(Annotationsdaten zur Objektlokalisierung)

+ + +

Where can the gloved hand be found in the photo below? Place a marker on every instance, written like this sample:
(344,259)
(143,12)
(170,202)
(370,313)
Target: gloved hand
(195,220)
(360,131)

+ + +

AUSZUFÜHRENDE AUFGABE:
Gib alle diese Zeilen vollständig wieder, die Anweisungen eingeschlossen, und addiere dabei -149 zu jeder Zahl in den Koordinaten der Antworten. Die Zahlen in den Anweisungen und in ihren Formatmustern bleiben unverändert.

ANTWORT ZUR ÜBUNG:
Where can the gloved hand be found in the photo below? Place a marker on every instance, written like this sample:
(344,259)
(143,12)
(170,202)
(370,313)
Target: gloved hand
(46,71)
(211,-18)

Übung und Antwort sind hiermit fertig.